═════ Listed records
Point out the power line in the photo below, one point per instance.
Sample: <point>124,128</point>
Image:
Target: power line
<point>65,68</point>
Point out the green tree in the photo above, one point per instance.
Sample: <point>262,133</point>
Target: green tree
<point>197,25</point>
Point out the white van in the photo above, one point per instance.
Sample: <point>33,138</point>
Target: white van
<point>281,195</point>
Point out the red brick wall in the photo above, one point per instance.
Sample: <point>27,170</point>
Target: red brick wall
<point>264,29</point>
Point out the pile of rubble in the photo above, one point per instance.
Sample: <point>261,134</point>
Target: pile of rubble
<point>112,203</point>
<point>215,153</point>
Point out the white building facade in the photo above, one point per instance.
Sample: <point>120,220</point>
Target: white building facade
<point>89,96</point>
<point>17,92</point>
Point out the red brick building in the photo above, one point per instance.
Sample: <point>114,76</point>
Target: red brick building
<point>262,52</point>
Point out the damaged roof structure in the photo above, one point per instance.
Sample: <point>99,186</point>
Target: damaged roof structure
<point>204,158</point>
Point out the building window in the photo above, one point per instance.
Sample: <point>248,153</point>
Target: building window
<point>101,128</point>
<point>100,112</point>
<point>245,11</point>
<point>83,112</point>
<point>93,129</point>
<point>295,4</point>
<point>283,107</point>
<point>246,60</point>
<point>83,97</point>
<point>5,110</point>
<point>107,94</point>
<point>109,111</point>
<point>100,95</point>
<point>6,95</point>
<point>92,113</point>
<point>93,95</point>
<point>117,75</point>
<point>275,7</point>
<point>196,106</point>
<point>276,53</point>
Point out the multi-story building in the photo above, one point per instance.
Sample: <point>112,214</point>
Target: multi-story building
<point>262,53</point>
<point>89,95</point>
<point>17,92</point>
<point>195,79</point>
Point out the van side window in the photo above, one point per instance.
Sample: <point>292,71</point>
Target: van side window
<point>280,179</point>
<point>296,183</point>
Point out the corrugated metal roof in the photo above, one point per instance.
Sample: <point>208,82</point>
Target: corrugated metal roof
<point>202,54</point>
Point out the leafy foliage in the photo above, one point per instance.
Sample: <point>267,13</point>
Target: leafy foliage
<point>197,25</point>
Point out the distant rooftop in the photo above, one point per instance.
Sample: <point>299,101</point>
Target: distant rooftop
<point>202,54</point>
══════════
*Problem to solve*
Copy the lines above verbatim.

*Task answer*
Point out the power line in the photo below, one point per instance.
Sample: <point>124,128</point>
Image:
Target: power line
<point>65,68</point>
Point out the green tree in the photo above, one point per instance.
Sample: <point>262,133</point>
Target: green tree
<point>197,25</point>
Point out the white van in the photo above, one point per instance.
Sample: <point>33,138</point>
Target: white van
<point>281,195</point>
Point out the red brick wall in the photo above, one point per instance.
Sample: <point>27,170</point>
Target: red brick wall
<point>264,29</point>
Point out the pile of rubble in the photo above, one point per instance.
Sample: <point>261,134</point>
Target: pile of rubble
<point>112,203</point>
<point>215,153</point>
Point out the white building facade in the photo above, one point per instance.
Sample: <point>120,220</point>
Target: white building facade
<point>89,96</point>
<point>17,92</point>
Point out the red brick building in the photo above, one point per instance.
Sample: <point>114,76</point>
Target: red brick building
<point>262,52</point>
Point out the damaged roof structure in the photo above, one point per instance.
Sample: <point>99,186</point>
Target: damaged roof structure
<point>204,158</point>
Point out the building window in the photo above, one point per instance.
Sample: <point>248,153</point>
Target: building window
<point>101,128</point>
<point>100,112</point>
<point>245,11</point>
<point>83,112</point>
<point>93,129</point>
<point>295,4</point>
<point>283,107</point>
<point>246,60</point>
<point>83,97</point>
<point>5,110</point>
<point>107,94</point>
<point>109,111</point>
<point>100,95</point>
<point>6,95</point>
<point>92,113</point>
<point>93,95</point>
<point>117,75</point>
<point>275,7</point>
<point>196,106</point>
<point>276,53</point>
Point out the multi-story building in the photo above, one point per instance.
Sample: <point>112,214</point>
Target: multi-story building
<point>262,53</point>
<point>89,95</point>
<point>17,92</point>
<point>195,79</point>
Point out the van side window in the photo above, one point per instance.
Sample: <point>292,71</point>
Target: van side window
<point>280,179</point>
<point>296,183</point>
Point out the corrugated metal roof in the photo above, one point per instance.
Sample: <point>208,82</point>
Target: corrugated metal roof
<point>202,54</point>
Point out the leafy foliage in the photo above, one point per instance.
Sample: <point>267,13</point>
Target: leafy foliage
<point>197,25</point>
Point out the distant rooftop in the photo above, one point per instance.
Sample: <point>299,101</point>
Target: distant rooftop
<point>202,54</point>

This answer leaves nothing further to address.